### YOUR OBJECTIVE
Omit every picture while you reproduce the entries that follow word for word.
===== TASK MATERIAL =====
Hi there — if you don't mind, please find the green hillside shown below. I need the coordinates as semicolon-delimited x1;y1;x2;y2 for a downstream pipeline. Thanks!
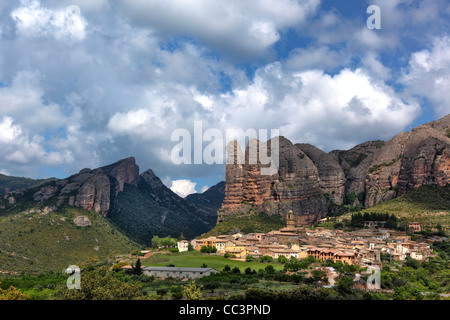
339;185;450;226
200;211;285;238
0;206;138;273
0;174;55;195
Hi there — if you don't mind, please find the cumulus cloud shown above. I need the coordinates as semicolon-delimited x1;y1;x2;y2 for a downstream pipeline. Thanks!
119;0;320;59
170;179;197;198
0;0;446;186
400;36;450;117
11;0;87;41
215;63;420;151
0;116;65;167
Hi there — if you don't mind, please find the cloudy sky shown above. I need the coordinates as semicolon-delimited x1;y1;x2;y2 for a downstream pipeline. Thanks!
0;0;449;197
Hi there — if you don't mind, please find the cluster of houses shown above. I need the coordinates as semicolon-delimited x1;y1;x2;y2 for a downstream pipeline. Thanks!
178;211;442;267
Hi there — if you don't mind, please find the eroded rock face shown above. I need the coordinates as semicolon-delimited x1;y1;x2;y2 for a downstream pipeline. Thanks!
33;186;59;202
297;143;346;204
219;115;450;226
74;174;110;216
396;126;450;195
5;157;141;217
108;157;140;193
219;137;328;225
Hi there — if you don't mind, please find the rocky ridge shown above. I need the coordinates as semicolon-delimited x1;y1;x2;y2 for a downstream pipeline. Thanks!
219;114;450;226
0;157;221;244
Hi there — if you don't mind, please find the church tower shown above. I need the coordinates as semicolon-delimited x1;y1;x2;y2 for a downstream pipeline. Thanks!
286;210;296;229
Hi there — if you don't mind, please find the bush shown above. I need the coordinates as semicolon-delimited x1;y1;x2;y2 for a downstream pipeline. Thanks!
170;286;183;299
200;246;217;254
156;288;169;297
245;288;277;300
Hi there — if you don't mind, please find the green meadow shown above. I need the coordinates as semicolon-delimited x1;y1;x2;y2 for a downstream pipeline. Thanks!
142;250;284;272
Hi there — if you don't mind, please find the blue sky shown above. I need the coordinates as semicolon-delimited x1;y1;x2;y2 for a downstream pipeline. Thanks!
0;0;449;197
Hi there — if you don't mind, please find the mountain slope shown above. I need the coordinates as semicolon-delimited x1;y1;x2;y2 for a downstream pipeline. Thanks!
185;181;225;214
219;114;450;226
337;184;450;227
0;206;137;273
0;157;218;248
0;174;55;196
107;170;217;245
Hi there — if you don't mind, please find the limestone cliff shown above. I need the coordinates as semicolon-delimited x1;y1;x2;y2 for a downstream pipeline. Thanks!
25;157;141;216
219;137;328;226
219;114;450;226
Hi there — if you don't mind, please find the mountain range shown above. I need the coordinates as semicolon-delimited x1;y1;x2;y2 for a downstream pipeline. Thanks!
219;114;450;226
1;114;449;272
0;157;224;247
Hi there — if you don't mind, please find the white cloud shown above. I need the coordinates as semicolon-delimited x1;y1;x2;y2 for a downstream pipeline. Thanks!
361;52;392;80
400;36;450;117
200;185;209;193
120;0;320;59
11;0;87;41
285;46;350;72
215;63;420;151
170;179;197;198
0;70;67;131
0;116;65;167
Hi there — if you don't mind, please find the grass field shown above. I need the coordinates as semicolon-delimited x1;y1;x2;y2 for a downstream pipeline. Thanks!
141;250;284;272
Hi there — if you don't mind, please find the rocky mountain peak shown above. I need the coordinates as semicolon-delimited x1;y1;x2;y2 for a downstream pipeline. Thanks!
219;114;450;226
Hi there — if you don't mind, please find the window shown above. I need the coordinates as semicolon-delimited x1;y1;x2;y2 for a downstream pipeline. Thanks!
186;274;189;278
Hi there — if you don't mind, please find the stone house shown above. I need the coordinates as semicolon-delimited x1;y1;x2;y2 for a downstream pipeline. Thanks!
=====
### EXERCISE RESULT
Hi there — if you don't mind, please find the green hillside shown below. I need the coordinates as semicolon-delimited x1;y1;x2;y2 for a downstream pipeline. Thanks!
339;185;450;226
200;211;285;238
0;206;138;273
0;174;55;195
Hi there — if you don't mind, please find the cumulus cloud shown above. I need the coordinates as semicolon-delimited x1;y1;x2;y2 for a downstream pipeline. Thanks!
119;0;320;59
170;179;197;198
0;0;446;186
400;36;450;117
11;0;87;41
215;63;420;151
0;116;65;167
Hi there — if you don't mind, please find the cloudy sky shown above. I need the coordinates as semicolon-delimited x1;y1;x2;y2 for a downstream pipeline. Thanks!
0;0;449;197
Hi there — if you don't mind, please find the cluster of houses shown above. I need the coordinates as semicolon-delimited x1;y1;x2;y2 for a downstream pipeline. Thanks!
178;211;442;267
Hi there — if you don't mind, please find the eroded rock face shown above. I need the coordinates as semicolon-delimited x1;y1;x2;y2 for a downstream pipeline. Thanks!
33;186;59;202
297;143;346;204
219;115;450;226
74;174;110;216
396;126;450;195
5;157;141;217
108;157;140;193
219;137;328;225
Hi there — if you don't mind, please find the rocky ridge shown above. I need the coordinates as semicolon-delimited x1;y1;x2;y2 for a downstream pipeline. Thanks!
219;114;450;226
0;157;221;244
Hi there — if you don't mind, please find the church tower shown above. I need the coordinates as semicolon-delimited x1;y1;x2;y2 for a downstream pipeline. Thanks!
286;210;296;229
Hi there — if you don't mind, please find the bush shown above. I need the coordinates as semicolon-delimited x1;y1;x2;y2 for a downstream pipeline. Thanks!
170;286;183;299
200;246;217;254
156;288;169;297
245;288;277;300
Hi there — if you don't mind, please find the green meadow shown above. I need the coordinates as semicolon-delimited x1;y1;x2;y2 for a downstream pipeline. Thanks!
142;250;284;272
Hi there — if you don't mind, please find the blue sky shown above. I need the coordinates as semicolon-delimited x1;y1;x2;y2 for a downstream pipeline. Thanks!
0;0;449;197
Hi there — if you don't mind, please find the mountain slope shown above. I need the coordinates as semicolon-delimited x1;y1;x2;y2 for a downstream pipeline. Thanks!
185;181;225;214
219;114;450;226
337;184;450;227
0;206;137;273
0;157;218;248
0;174;55;196
107;170;217;245
Hi there — if you don't mind, please find the limestone cliff shown above. I need the coordinates as semicolon-delimited x1;y1;x2;y2 for a downstream pipeline. Thanks!
25;157;141;216
219;137;328;226
219;114;450;226
Hi there — if you don't mind, please find the mountain range shown above. I need the coordinates as semicolon-delimited x1;y1;x2;y2 for a downstream pipeline. Thanks!
219;114;450;226
1;114;449;272
0;157;224;247
Hi there — if you don't mind, please find the white cloud shown above. I need the coordinates as semicolon-delimited x1;y1;x2;y2 for a downstream pipeline. Thanks!
361;52;392;80
400;36;450;117
200;185;209;193
120;0;320;59
11;0;87;41
285;46;350;72
215;63;420;151
170;179;197;198
0;70;67;131
0;116;65;167
Hi there — if you don't mind, please find the grass field shown above. I need the coordinates as semicolon-delimited x1;y1;x2;y2 for a downstream pipeline. Thanks!
141;250;284;272
Hi there — if you don't mind, please find the rocky mountain peak shown above. I need the coordinates as semicolon-delimited x1;y1;x2;y2 for a downstream pipeline. Thanks!
219;114;450;226
Hi there — if you don't mind, please find the window shown above. I need the coordinates as semicolon-delimited x1;y1;x2;y2 for a downstream pipeline. Thanks!
186;274;189;278
Hi there — if you don't mind, please find the stone house shown above. I need the coordinates as semicolon-delimited x1;y1;x2;y2 for a downstream pipeline. Thanks!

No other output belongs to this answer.